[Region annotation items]
-=-=-

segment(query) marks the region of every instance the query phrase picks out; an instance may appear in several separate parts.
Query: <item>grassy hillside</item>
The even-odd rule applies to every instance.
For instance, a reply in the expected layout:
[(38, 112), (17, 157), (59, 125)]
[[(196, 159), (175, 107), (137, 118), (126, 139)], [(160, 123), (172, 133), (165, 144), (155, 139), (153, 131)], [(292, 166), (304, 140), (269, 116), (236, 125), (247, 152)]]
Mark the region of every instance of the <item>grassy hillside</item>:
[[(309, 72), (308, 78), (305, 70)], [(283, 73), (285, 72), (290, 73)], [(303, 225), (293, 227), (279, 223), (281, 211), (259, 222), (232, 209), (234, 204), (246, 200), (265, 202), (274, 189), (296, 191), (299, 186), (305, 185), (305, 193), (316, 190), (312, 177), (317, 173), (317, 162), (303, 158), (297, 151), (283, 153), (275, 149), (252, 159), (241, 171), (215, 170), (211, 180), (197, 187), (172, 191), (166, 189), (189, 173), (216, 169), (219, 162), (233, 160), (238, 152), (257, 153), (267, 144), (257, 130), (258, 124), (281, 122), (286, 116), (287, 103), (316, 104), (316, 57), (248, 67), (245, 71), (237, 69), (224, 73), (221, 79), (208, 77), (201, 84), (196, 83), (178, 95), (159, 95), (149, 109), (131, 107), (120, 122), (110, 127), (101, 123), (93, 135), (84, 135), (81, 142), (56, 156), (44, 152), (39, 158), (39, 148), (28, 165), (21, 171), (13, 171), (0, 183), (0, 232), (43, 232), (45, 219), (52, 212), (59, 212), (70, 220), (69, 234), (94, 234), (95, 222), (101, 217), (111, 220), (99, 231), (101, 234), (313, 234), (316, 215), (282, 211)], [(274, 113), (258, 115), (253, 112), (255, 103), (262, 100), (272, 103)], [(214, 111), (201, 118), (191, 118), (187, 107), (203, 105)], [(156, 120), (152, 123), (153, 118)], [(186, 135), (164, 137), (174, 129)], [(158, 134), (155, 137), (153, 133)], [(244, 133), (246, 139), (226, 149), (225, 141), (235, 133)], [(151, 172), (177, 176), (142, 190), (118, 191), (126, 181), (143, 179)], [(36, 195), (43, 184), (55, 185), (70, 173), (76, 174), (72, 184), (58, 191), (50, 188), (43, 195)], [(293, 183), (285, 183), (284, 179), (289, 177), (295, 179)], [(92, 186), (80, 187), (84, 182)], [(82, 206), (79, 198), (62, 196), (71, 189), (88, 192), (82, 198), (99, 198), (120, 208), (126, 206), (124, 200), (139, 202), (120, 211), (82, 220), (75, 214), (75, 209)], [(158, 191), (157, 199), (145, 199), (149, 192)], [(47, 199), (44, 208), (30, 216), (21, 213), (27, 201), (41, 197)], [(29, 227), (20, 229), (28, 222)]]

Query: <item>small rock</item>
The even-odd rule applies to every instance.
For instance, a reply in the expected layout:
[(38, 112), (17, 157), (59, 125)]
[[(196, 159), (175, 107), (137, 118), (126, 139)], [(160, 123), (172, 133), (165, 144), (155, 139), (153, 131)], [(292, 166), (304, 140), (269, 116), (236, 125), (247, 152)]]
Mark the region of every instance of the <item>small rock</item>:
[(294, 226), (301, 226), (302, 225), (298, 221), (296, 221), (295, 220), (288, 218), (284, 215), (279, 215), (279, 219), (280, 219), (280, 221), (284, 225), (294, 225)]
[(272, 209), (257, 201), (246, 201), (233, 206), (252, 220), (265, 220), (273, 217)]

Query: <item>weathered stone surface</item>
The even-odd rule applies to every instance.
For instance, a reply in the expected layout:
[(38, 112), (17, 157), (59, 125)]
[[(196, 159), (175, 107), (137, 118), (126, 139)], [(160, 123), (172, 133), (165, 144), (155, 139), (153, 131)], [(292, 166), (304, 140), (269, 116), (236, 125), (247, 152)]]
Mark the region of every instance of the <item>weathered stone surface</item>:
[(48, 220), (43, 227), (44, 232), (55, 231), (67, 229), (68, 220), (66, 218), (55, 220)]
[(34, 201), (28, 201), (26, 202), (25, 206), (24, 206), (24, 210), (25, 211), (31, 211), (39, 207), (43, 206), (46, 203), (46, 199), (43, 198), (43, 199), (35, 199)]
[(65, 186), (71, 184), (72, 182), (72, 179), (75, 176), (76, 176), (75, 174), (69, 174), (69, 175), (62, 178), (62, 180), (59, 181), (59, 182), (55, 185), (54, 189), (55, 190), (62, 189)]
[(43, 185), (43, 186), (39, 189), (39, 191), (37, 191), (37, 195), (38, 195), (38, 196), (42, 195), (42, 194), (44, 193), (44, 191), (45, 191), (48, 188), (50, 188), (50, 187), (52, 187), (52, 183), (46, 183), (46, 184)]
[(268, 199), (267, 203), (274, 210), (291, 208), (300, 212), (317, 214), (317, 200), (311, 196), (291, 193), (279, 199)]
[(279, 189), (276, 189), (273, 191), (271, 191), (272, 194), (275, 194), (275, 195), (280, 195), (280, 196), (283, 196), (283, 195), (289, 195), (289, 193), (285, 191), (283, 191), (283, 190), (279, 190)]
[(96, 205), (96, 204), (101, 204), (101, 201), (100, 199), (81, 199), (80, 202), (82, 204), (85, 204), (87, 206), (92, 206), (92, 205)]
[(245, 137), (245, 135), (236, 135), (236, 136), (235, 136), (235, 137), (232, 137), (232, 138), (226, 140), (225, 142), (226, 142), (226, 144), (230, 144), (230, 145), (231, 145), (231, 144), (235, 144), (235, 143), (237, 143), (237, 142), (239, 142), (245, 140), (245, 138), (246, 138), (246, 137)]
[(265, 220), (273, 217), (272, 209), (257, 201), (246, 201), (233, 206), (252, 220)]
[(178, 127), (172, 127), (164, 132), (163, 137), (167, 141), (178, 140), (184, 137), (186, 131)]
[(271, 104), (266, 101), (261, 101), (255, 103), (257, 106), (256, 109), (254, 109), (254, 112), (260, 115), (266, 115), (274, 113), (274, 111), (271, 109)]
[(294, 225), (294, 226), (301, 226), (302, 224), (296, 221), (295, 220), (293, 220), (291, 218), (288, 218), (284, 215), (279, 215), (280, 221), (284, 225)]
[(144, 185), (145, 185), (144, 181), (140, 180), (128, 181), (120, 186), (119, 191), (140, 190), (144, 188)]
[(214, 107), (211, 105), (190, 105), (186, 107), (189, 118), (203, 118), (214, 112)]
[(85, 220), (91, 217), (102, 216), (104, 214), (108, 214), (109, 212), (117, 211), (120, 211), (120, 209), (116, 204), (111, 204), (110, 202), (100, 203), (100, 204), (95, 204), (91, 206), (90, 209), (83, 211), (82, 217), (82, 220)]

-=-=-

What the task requires | Rewrite every line of the entries above as a JSON list of strings, one string per line, leaving out blank lines.

Written solution |
[
  "segment(query) marks the region of every instance the query phrase picks out; an instance may appear in several separate parts.",
  "Query: <item>grassy hillside</item>",
  "The even-odd rule applies to every instance.",
  "For instance, a reply in the expected layout:",
  "[(38, 112), (17, 157), (59, 125)]",
  "[[(196, 159), (175, 107), (137, 118), (126, 139)], [(160, 123), (172, 133), (165, 144), (155, 139), (153, 131)], [(292, 166), (304, 140), (269, 116), (236, 125), (247, 152)]]",
  "Mark the region of every instance of the <item>grassy hillside</item>:",
  "[[(309, 72), (308, 78), (305, 70)], [(283, 73), (285, 72), (290, 73)], [(303, 225), (293, 227), (279, 223), (281, 211), (259, 222), (232, 209), (234, 204), (246, 200), (265, 202), (274, 189), (296, 191), (299, 186), (305, 185), (305, 193), (316, 190), (312, 177), (317, 173), (317, 162), (303, 158), (297, 151), (283, 153), (275, 149), (252, 159), (241, 171), (215, 170), (211, 180), (197, 187), (172, 191), (166, 189), (189, 173), (216, 169), (219, 162), (233, 160), (238, 152), (257, 153), (267, 144), (257, 130), (258, 124), (281, 122), (286, 116), (287, 103), (316, 104), (316, 57), (248, 67), (245, 71), (237, 69), (224, 73), (221, 79), (208, 77), (201, 84), (196, 83), (178, 95), (159, 95), (149, 109), (131, 107), (120, 122), (110, 127), (101, 123), (93, 135), (84, 135), (81, 142), (56, 156), (44, 152), (39, 158), (39, 148), (28, 165), (21, 171), (13, 171), (0, 183), (0, 232), (43, 232), (45, 219), (52, 212), (59, 212), (70, 220), (69, 234), (94, 234), (95, 222), (101, 217), (111, 220), (99, 231), (101, 234), (313, 234), (316, 215), (282, 211)], [(274, 113), (258, 115), (253, 112), (255, 103), (262, 100), (272, 103)], [(214, 111), (201, 118), (191, 118), (187, 107), (203, 105)], [(156, 120), (152, 123), (153, 118)], [(186, 135), (164, 137), (174, 129)], [(158, 134), (155, 137), (153, 133)], [(244, 133), (246, 139), (226, 149), (225, 141), (235, 133)], [(151, 172), (177, 176), (142, 190), (118, 191), (126, 181), (143, 179)], [(36, 195), (43, 184), (55, 185), (70, 173), (76, 174), (72, 184), (58, 191), (50, 188), (43, 195)], [(293, 183), (285, 183), (284, 179), (289, 177), (295, 179)], [(92, 186), (80, 187), (84, 182)], [(82, 206), (79, 198), (62, 196), (71, 189), (88, 192), (82, 198), (99, 198), (120, 208), (126, 206), (124, 200), (139, 202), (120, 211), (82, 220), (75, 214), (75, 209)], [(158, 191), (157, 199), (145, 199), (149, 192)], [(47, 199), (44, 208), (30, 216), (21, 213), (27, 201), (41, 197)], [(29, 227), (20, 229), (28, 222)]]",
  "Query: <item>small rock</item>",
  "The even-odd rule applies to every instance.",
  "For instance, a reply in the expected layout:",
  "[(38, 112), (17, 157), (59, 125)]",
  "[[(196, 159), (175, 107), (137, 118), (126, 139)], [(160, 123), (172, 133), (165, 144), (155, 139), (153, 131)], [(292, 166), (304, 140), (269, 116), (236, 125), (247, 152)]]",
  "Mark the region of every instance of the <item>small rock</item>:",
  "[(294, 226), (301, 226), (302, 225), (298, 221), (296, 221), (295, 220), (288, 218), (284, 215), (279, 215), (279, 219), (280, 219), (280, 221), (284, 225), (294, 225)]",
  "[(272, 209), (257, 201), (246, 201), (233, 206), (252, 220), (265, 220), (273, 217)]",
  "Query: <item>weathered stone surface</item>",
  "The even-odd rule applies to every instance.",
  "For instance, a reply in the expected layout:",
  "[(38, 112), (17, 157), (59, 125)]",
  "[[(196, 159), (175, 107), (137, 118), (126, 139)], [(160, 123), (172, 133), (165, 144), (155, 139), (153, 131)], [(292, 166), (304, 140), (269, 116), (236, 125), (247, 152)]]",
  "Mark the region of every instance of the <item>weathered stone surface</item>:",
  "[(48, 220), (43, 227), (44, 232), (55, 231), (67, 229), (68, 220), (66, 218), (55, 220)]",
  "[(34, 201), (28, 201), (26, 202), (25, 206), (24, 206), (24, 210), (25, 211), (31, 211), (39, 207), (43, 206), (46, 203), (46, 199), (43, 198), (43, 199), (35, 199)]",
  "[(65, 186), (71, 184), (72, 182), (72, 179), (75, 176), (76, 176), (75, 174), (69, 174), (69, 175), (62, 178), (62, 180), (59, 181), (59, 182), (55, 185), (54, 189), (55, 190), (62, 189)]",
  "[(43, 185), (43, 186), (39, 189), (39, 191), (37, 191), (37, 195), (38, 195), (38, 196), (42, 195), (42, 194), (44, 193), (44, 191), (45, 191), (48, 188), (50, 188), (50, 187), (52, 187), (52, 183), (46, 183), (46, 184)]",
  "[(268, 199), (267, 203), (274, 210), (291, 208), (300, 212), (317, 214), (317, 200), (311, 196), (291, 193), (279, 199)]",
  "[(279, 189), (276, 189), (273, 191), (271, 191), (272, 194), (275, 194), (275, 195), (280, 195), (280, 196), (283, 196), (283, 195), (289, 195), (289, 193), (285, 191), (283, 191), (283, 190), (279, 190)]",
  "[(96, 205), (96, 204), (101, 204), (101, 201), (100, 199), (81, 199), (80, 202), (82, 204), (85, 204), (87, 206), (92, 206), (92, 205)]",
  "[(245, 137), (245, 135), (236, 135), (236, 136), (235, 136), (235, 137), (232, 137), (232, 138), (226, 140), (225, 142), (226, 142), (226, 144), (230, 144), (230, 145), (231, 145), (231, 144), (235, 144), (235, 143), (237, 143), (237, 142), (239, 142), (245, 140), (245, 138), (246, 138), (246, 137)]",
  "[(265, 220), (273, 217), (272, 209), (257, 201), (246, 201), (233, 206), (252, 220)]",
  "[(178, 127), (172, 127), (164, 132), (163, 137), (167, 141), (178, 140), (184, 137), (186, 131)]",
  "[(271, 104), (266, 101), (261, 101), (255, 103), (257, 106), (256, 109), (254, 109), (254, 112), (260, 115), (266, 115), (274, 113), (274, 111), (271, 109)]",
  "[(294, 225), (294, 226), (301, 226), (302, 224), (296, 221), (295, 220), (293, 220), (291, 218), (288, 218), (284, 215), (279, 215), (280, 221), (284, 225)]",
  "[(144, 185), (145, 185), (144, 181), (140, 180), (128, 181), (120, 186), (119, 191), (140, 190), (144, 188)]",
  "[(214, 107), (211, 105), (190, 105), (186, 107), (189, 118), (203, 118), (214, 112)]",
  "[(85, 220), (91, 217), (102, 216), (104, 214), (108, 214), (109, 212), (117, 211), (120, 211), (120, 209), (116, 204), (111, 204), (110, 202), (100, 203), (100, 204), (95, 204), (91, 206), (90, 209), (83, 211), (82, 217), (82, 220)]"
]